→ **Task details**
Only the lines below starting at the one containing "Target: locomotive side skirt" and ending at the one containing "Return one point per instance of the red painted" belong in the answer, each copied exactly.

→ **Supplied material**

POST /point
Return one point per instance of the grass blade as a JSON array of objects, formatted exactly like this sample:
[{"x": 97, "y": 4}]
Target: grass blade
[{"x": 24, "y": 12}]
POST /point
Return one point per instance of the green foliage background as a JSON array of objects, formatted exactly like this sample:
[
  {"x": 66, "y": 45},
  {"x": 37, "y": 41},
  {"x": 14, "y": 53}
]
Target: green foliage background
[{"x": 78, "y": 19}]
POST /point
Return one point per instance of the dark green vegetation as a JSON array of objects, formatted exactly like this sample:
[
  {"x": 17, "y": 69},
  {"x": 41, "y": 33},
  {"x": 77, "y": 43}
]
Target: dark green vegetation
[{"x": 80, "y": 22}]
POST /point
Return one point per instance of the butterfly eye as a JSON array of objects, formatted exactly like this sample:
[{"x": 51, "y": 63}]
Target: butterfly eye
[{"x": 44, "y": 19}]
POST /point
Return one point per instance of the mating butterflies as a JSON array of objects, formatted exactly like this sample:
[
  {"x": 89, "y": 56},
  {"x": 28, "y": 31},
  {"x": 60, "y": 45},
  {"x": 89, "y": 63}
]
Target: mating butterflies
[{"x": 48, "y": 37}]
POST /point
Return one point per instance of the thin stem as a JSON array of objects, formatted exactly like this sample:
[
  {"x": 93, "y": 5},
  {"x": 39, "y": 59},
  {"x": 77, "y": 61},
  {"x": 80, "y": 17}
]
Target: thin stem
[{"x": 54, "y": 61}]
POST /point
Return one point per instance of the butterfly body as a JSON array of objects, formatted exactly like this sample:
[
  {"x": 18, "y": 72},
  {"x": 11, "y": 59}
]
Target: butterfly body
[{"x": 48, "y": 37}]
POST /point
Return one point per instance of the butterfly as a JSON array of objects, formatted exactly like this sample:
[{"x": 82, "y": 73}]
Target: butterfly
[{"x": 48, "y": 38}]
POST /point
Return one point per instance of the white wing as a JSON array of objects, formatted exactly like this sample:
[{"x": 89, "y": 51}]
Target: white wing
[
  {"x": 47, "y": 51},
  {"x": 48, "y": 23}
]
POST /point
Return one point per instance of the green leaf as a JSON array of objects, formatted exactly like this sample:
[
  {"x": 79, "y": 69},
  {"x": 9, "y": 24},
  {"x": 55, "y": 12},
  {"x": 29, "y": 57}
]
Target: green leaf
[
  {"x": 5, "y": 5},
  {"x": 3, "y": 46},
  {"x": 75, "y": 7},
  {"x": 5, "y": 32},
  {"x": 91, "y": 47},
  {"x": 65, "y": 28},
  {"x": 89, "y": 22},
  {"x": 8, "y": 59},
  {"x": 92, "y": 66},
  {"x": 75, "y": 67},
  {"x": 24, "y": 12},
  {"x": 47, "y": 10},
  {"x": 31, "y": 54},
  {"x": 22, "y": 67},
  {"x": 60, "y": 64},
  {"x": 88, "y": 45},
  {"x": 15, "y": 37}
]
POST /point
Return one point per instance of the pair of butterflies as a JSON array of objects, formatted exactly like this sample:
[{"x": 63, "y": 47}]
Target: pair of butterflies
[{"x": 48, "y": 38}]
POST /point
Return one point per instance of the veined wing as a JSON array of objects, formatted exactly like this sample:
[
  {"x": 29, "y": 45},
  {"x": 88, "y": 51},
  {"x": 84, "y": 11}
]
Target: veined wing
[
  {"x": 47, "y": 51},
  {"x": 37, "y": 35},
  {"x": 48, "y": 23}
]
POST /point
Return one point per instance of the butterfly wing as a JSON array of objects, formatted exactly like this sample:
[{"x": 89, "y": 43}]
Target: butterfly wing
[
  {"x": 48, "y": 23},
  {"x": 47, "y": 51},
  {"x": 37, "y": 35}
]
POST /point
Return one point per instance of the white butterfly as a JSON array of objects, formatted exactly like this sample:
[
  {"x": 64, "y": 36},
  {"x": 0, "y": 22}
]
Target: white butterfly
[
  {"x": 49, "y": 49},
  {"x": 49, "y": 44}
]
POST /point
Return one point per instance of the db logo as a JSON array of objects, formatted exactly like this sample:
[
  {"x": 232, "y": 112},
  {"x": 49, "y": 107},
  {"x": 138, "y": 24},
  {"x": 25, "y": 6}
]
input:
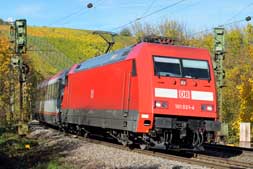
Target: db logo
[{"x": 184, "y": 94}]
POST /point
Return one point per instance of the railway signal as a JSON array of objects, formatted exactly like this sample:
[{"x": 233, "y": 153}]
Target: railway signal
[
  {"x": 219, "y": 56},
  {"x": 18, "y": 38}
]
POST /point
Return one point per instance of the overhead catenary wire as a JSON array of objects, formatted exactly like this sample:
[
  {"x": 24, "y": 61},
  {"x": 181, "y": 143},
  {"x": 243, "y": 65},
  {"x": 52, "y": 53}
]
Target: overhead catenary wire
[
  {"x": 149, "y": 14},
  {"x": 248, "y": 18}
]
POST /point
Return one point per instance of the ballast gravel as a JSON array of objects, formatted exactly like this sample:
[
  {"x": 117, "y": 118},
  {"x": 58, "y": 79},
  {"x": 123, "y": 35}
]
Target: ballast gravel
[{"x": 85, "y": 155}]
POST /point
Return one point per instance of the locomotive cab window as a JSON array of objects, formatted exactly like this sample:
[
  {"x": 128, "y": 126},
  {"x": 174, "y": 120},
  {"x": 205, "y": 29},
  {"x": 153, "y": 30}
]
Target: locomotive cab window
[
  {"x": 195, "y": 69},
  {"x": 175, "y": 67},
  {"x": 167, "y": 66}
]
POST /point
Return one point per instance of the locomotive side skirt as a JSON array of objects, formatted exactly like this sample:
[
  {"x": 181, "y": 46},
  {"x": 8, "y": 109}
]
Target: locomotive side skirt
[{"x": 112, "y": 119}]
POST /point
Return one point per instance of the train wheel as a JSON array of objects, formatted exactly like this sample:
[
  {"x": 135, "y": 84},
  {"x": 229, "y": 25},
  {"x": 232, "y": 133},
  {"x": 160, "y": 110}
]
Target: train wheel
[{"x": 144, "y": 146}]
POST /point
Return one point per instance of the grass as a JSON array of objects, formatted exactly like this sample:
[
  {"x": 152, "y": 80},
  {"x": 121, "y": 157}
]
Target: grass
[{"x": 13, "y": 154}]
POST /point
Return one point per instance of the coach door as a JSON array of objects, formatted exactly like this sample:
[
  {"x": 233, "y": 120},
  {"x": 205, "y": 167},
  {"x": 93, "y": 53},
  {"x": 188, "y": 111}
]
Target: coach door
[{"x": 127, "y": 89}]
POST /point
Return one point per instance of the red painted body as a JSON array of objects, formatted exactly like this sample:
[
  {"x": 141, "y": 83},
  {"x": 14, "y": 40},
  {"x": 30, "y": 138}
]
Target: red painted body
[{"x": 112, "y": 86}]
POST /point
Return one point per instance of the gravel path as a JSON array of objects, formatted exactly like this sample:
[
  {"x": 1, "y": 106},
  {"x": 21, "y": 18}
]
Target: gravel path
[{"x": 85, "y": 155}]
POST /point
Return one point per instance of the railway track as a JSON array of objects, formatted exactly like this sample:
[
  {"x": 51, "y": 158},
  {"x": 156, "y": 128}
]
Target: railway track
[{"x": 204, "y": 160}]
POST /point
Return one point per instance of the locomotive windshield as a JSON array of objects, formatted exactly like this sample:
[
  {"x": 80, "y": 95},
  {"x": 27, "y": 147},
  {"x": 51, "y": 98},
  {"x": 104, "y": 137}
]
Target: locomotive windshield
[{"x": 175, "y": 67}]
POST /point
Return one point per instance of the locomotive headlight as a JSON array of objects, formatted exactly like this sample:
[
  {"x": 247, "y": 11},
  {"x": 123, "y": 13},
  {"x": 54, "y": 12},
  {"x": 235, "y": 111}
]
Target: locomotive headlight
[
  {"x": 161, "y": 104},
  {"x": 205, "y": 107}
]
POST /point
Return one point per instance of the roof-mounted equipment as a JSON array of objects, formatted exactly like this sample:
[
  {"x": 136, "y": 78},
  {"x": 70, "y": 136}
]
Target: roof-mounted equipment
[
  {"x": 158, "y": 39},
  {"x": 109, "y": 41}
]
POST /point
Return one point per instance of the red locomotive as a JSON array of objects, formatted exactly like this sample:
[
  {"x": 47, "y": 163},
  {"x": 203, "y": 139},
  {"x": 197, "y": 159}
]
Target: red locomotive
[{"x": 147, "y": 94}]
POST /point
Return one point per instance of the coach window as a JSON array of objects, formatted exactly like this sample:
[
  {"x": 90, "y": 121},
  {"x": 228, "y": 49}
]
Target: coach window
[{"x": 165, "y": 66}]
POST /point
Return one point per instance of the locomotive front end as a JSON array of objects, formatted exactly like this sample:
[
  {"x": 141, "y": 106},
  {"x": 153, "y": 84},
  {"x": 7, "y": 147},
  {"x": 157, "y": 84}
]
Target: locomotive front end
[{"x": 183, "y": 99}]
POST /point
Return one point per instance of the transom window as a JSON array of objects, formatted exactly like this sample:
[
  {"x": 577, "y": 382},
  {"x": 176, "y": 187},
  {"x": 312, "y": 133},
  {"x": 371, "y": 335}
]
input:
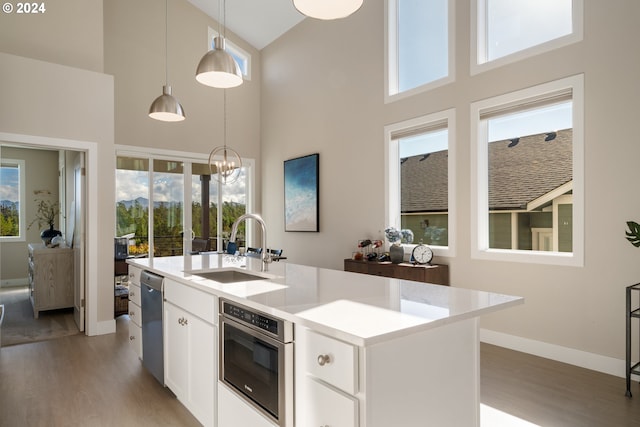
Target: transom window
[
  {"x": 510, "y": 30},
  {"x": 420, "y": 186},
  {"x": 242, "y": 57},
  {"x": 419, "y": 43},
  {"x": 528, "y": 161}
]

→ **Answer to the problem**
Target: locomotive side skirt
[{"x": 112, "y": 119}]
POST /point
Return one point per instance of the train wheel as a JSON array of objects, formatted exactly like this sample:
[
  {"x": 135, "y": 84},
  {"x": 229, "y": 25},
  {"x": 232, "y": 133},
  {"x": 160, "y": 110}
]
Target: train wheel
[{"x": 144, "y": 146}]
POST /point
Return one point per instance of the grass as a JSON array of objects, formatted exactly like this sample:
[
  {"x": 152, "y": 80},
  {"x": 121, "y": 157}
]
Target: grass
[{"x": 13, "y": 154}]
POST /point
Return one point per instance of the coach door as a JSON array of objects, formatted exactly like this sample:
[
  {"x": 233, "y": 120},
  {"x": 205, "y": 167},
  {"x": 93, "y": 53},
  {"x": 188, "y": 111}
]
Target: coach door
[{"x": 127, "y": 89}]
POST /point
Return one point per instance of the red painted body as a JSON array of objects, formatted exactly like this sample:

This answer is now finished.